Problem »
Write out each line of the entries below that holds the word "clicks".

=== Section Start ===

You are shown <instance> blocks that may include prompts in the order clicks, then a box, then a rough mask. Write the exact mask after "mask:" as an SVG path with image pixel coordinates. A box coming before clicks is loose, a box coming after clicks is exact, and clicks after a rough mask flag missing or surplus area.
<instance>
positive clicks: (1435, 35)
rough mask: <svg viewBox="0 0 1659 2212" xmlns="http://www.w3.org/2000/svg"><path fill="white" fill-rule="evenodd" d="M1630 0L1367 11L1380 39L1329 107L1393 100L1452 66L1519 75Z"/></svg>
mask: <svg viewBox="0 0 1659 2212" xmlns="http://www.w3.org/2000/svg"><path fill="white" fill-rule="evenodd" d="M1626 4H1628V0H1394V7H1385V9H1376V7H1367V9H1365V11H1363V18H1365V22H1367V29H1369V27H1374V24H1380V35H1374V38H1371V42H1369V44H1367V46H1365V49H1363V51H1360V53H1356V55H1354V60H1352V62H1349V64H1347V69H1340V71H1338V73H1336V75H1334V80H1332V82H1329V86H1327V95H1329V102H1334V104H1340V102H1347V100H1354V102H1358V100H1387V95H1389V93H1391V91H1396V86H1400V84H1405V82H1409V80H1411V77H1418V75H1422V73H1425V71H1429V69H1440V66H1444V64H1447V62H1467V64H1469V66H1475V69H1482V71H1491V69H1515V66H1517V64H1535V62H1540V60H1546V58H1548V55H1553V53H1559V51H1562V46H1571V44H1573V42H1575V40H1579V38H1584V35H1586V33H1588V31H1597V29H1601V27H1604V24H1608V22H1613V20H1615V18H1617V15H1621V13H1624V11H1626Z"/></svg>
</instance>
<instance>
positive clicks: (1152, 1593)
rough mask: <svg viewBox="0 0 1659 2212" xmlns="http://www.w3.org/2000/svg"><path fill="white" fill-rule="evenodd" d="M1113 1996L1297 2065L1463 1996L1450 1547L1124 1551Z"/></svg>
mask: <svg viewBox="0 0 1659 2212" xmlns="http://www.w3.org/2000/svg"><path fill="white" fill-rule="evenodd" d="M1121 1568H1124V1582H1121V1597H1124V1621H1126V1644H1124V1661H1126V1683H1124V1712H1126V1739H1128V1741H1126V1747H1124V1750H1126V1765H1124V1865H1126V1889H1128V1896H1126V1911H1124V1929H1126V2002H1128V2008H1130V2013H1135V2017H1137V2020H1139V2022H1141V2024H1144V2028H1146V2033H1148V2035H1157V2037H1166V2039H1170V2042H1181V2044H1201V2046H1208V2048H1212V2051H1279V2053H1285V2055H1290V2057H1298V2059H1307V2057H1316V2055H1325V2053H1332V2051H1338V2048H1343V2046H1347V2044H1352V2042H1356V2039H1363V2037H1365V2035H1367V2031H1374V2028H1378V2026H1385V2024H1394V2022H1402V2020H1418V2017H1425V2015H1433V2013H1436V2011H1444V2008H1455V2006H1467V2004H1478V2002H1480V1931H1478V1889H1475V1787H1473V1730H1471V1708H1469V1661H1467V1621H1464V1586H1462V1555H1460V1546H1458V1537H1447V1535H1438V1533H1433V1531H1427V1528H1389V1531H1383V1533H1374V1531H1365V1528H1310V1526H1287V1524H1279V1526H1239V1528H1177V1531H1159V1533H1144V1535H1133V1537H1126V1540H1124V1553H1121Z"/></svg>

=== Section End ===

Output of the exercise »
You are shown <instance> blocks that may include prompts in the order clicks, then a box, then a rough mask. Write the exact mask after "mask:" as an SVG path with image pixel coordinates. A box coming before clicks is loose, a box coming after clicks is exact, and clicks after a rough mask flag missing or surplus area.
positive clicks: (1435, 35)
positive clicks: (1152, 1593)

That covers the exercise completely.